* _Written instruction_
Render the lines below as a numbered list, omitting any blank lines.

>> start Material to process

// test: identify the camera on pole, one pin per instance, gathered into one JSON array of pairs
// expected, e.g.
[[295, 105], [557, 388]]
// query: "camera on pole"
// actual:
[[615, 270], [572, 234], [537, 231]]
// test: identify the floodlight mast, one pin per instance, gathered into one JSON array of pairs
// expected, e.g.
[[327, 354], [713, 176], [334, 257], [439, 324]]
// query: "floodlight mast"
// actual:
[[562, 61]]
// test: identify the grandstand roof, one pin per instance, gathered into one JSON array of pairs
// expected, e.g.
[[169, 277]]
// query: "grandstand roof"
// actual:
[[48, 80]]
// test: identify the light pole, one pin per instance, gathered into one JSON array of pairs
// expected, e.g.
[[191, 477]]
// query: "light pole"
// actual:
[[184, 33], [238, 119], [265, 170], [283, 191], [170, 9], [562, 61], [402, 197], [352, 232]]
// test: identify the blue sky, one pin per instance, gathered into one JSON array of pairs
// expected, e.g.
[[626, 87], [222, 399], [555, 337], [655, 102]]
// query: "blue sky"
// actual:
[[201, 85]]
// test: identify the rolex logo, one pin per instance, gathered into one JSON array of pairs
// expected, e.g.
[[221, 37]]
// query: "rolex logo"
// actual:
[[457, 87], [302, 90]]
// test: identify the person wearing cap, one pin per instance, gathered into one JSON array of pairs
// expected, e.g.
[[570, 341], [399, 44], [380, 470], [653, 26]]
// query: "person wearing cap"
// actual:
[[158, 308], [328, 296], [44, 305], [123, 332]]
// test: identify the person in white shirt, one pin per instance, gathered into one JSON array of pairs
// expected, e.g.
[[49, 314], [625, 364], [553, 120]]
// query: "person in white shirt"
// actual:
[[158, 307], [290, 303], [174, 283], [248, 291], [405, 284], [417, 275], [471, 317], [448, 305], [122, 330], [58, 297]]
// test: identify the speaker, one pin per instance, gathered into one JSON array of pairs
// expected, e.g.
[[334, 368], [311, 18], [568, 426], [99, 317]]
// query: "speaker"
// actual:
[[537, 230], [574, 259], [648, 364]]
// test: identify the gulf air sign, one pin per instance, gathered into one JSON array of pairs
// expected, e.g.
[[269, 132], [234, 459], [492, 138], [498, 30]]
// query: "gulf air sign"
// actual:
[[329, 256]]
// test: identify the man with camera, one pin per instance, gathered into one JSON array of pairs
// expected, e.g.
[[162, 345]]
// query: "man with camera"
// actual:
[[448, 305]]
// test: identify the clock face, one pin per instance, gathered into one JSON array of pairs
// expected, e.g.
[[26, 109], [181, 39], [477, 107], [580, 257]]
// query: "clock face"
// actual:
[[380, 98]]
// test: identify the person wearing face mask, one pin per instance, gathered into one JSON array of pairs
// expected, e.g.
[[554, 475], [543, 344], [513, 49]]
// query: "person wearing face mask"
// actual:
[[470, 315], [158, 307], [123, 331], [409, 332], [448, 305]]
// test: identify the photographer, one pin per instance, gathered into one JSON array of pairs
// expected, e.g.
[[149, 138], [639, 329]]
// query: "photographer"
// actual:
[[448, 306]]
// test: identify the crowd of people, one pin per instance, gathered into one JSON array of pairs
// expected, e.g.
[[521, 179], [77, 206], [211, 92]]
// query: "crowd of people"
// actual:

>> end Material to process

* _Task output_
1. // test: identify the camera on pole, one pin per instance, gathered into one JSON array of pairs
2. // expected, e.g.
3. [[295, 105], [557, 388]]
4. // query: "camera on pole"
5. // actual:
6. [[615, 270], [572, 234], [537, 231]]
7. // test: identify the floodlight mast, one pin per instance, gathered into one JSON array of pairs
8. // expected, e.g.
9. [[327, 354], [713, 176], [334, 257], [439, 324]]
10. // query: "floodlight mast"
11. // actual:
12. [[562, 61]]
13. // test: identify the grandstand roof, one pin per instance, gathered into one JSON array of pairs
14. // expected, e.g.
15. [[169, 277]]
16. // query: "grandstand roof"
17. // actual:
18. [[48, 80]]
19. // test: identify the light pole, one pin per instance, gathered into one JSON array of pairs
20. // expected, e.g.
21. [[191, 477]]
22. // query: "light pole"
23. // actual:
24. [[184, 33], [238, 119], [265, 170], [283, 191], [170, 9], [562, 61], [402, 197], [352, 232]]
25. // test: identify the blue sky, one pin per instance, gathered into one JSON array of pairs
26. // expected, e.g.
27. [[626, 87], [222, 399], [555, 337], [655, 102]]
28. // query: "blue sky"
29. // actual:
30. [[201, 85]]
31. // test: identify the rolex logo, one pin per instance, gathered into one JSON array of pairs
32. // expected, e.g.
33. [[221, 37]]
34. // query: "rolex logo"
35. // actual:
36. [[457, 87], [302, 90]]
37. // test: identify the person wearing cap, one pin per instance, gathered into one JSON array of pairs
38. // expected, e.g.
39. [[570, 341], [399, 44], [380, 470], [653, 26]]
40. // query: "person wearing cap"
41. // actual:
42. [[158, 308], [328, 296], [44, 305], [123, 332]]
43. // test: identify the person in white shirt, one pin per instance, gathered into one JSON array of pairs
44. // expected, e.g.
45. [[49, 314], [625, 364], [553, 120]]
46. // query: "person in white shirt"
47. // actual:
48. [[158, 307], [290, 303], [174, 283], [248, 291], [405, 284], [417, 275], [471, 317], [448, 305], [122, 330], [58, 297]]
49. // test: identify the speaker, one pin per instance, gathered into one JSON array of pairs
50. // expected, e.g.
51. [[334, 368], [311, 18], [568, 426], [99, 317]]
52. // query: "speaker"
53. // actual:
54. [[537, 230], [574, 259], [648, 364]]
55. // test: identify the gulf air sign, one pin per instance, gathered into one JSON array of pairs
56. // expected, e.g.
57. [[269, 132], [234, 459], [492, 138], [498, 30]]
58. // query: "gulf air sign"
59. // actual:
60. [[329, 256]]
61. // test: identify the man with camera, one pin per instance, gathered into one JSON array of pairs
62. // expected, e.g.
63. [[162, 345]]
64. // query: "man with camera"
65. // actual:
66. [[448, 305]]
67. // test: identify the clock face, one pin per instance, gathered into one JSON array of pairs
68. // expected, e.g.
69. [[26, 109], [181, 39], [477, 107], [580, 257]]
70. // query: "clock face"
71. // actual:
72. [[380, 98]]
73. // test: identify the person wearing face mask, one pin per instance, gathered into one JSON array of pairs
74. // expected, e.g.
75. [[554, 475], [543, 344], [513, 49]]
76. // query: "person wearing face mask"
77. // actual:
78. [[470, 315], [158, 307], [123, 331], [409, 332], [448, 305]]
79. // test: identify the photographer, one pin per instance, gathered into one JSON array of pairs
80. // expected, e.g.
81. [[149, 138], [639, 329]]
82. // query: "photographer"
83. // actual:
84. [[448, 306]]
85. // test: identify the crowd of people, one pin per instance, gathered into one JSON array of pairs
86. // expected, e.g.
87. [[521, 179], [77, 206], [211, 92]]
88. // query: "crowd of people"
89. // actual:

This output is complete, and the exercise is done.